In the passage about the documents in the appeal, quote everything from "29    Document G comprises an" down to "2005, and has no relevance to the appeal.".

=== Given passage ===
....
27    Document D also comprises a DFAT country information report of 23 October 2017 and is not admissible for the same reason as Document C.

28    Document F comprises a newspaper article regarding white South African farmers and has no relevance to the appeal.

29    Document G comprises an article relating to the murder of the former Prime Minister of Lebanon, allegedly by members of Hezbollah in February 2005, and has no relevance to the appeal.

30    Document H is a news article dated 10 March 2014 referring to FM as a moderate party that seeks to address terrorism, but was not an article before the Authority and is not admissible on this appeal.

31    Document I comprises various psychological and medical reports that generally post-date the Authority's decision and accordingly have no relevance in this appeal for the same reasons already identified at [26] above. Some of the reports in fact do not relate to the appellant but to his family members. One of the reports of the International Health and Medical Services (IHMS) pre-dates the Authority's decision (it is dated 13 October 2016). It appears that in a post-interview submission the appellant's agent stated that IHMS had released his medical notes and the submission in fact quotes from the notes, although the notes were not attached They are referred to in the Authority's reasons (at [26]-[27]). The appellant did not seek to have the IHMS record as a whole tendered as evidence before the Authority. There is no explanation provided as to why the document was not previously tendered as a whole and there is no basis upon which the report should now be admitted into evidence. I have in any event reviewed the bundle of records and note that in general they recommend psychological counselling. The appellant has seen a psychologist from time to time and on occasion has seen a psychiatrist while he has been in Australia. He has at times been on medication. However, the records do not suggest a medical or mental health condition that would not be open to treatment by the available mental health services referred to in the detailed assessment of country information undertaken by the Authority.
....
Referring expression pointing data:
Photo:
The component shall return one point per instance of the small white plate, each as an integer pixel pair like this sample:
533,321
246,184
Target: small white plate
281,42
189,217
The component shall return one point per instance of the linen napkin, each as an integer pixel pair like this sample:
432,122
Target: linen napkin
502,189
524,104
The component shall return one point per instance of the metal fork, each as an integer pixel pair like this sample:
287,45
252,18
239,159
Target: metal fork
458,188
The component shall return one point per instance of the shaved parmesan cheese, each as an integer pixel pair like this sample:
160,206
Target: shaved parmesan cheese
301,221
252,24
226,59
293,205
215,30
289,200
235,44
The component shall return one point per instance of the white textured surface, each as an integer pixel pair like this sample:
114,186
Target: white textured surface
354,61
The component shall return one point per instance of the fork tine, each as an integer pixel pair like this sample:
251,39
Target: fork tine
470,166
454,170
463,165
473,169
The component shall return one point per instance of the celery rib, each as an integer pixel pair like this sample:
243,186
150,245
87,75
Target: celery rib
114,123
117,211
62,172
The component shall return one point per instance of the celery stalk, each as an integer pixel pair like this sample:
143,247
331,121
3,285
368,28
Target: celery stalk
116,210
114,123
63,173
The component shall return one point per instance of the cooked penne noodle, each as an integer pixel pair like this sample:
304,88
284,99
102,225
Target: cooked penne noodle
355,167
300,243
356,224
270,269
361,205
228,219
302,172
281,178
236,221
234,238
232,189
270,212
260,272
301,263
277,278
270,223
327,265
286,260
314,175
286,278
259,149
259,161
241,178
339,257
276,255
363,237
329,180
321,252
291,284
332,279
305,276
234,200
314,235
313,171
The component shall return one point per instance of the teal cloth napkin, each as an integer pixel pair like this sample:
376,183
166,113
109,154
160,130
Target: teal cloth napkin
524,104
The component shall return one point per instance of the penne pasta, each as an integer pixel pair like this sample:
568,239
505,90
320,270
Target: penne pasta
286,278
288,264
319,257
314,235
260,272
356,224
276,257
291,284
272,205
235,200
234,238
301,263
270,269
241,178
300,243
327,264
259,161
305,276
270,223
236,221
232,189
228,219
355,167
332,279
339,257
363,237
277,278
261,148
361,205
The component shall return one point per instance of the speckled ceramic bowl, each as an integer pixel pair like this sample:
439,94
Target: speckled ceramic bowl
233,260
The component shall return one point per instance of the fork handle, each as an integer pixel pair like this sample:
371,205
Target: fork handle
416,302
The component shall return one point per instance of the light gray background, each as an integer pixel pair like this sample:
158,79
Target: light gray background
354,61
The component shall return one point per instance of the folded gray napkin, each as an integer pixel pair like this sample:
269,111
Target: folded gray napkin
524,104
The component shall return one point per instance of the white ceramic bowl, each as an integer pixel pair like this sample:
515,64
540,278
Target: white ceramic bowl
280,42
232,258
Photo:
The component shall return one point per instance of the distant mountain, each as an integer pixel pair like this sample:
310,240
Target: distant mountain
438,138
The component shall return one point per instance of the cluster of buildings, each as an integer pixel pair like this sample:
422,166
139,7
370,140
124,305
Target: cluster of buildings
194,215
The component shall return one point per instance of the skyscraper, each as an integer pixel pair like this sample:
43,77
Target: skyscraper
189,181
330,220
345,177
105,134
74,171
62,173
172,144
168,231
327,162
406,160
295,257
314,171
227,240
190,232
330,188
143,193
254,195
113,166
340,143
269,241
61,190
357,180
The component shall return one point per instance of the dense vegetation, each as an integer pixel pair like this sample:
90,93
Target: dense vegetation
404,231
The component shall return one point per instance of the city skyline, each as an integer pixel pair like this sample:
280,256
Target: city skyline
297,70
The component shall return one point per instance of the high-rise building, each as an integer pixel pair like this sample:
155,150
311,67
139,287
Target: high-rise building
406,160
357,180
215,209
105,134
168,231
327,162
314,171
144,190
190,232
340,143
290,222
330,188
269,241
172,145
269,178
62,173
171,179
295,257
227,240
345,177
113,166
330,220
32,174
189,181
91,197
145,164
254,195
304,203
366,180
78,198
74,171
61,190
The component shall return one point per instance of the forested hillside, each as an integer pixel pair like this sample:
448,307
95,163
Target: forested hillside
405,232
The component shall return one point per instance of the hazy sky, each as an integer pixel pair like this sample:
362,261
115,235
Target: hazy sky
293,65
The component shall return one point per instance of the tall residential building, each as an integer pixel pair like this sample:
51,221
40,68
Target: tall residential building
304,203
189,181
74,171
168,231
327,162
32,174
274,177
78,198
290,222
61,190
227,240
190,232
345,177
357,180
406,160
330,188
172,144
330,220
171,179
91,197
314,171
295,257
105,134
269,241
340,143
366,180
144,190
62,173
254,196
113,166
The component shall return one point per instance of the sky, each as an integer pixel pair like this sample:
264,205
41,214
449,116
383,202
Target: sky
....
=== Answer to this exercise ===
29    Document G comprises an article relating to the murder of the former Prime Minister of Lebanon, allegedly by members of Hezbollah in February 2005, and has no relevance to the appeal.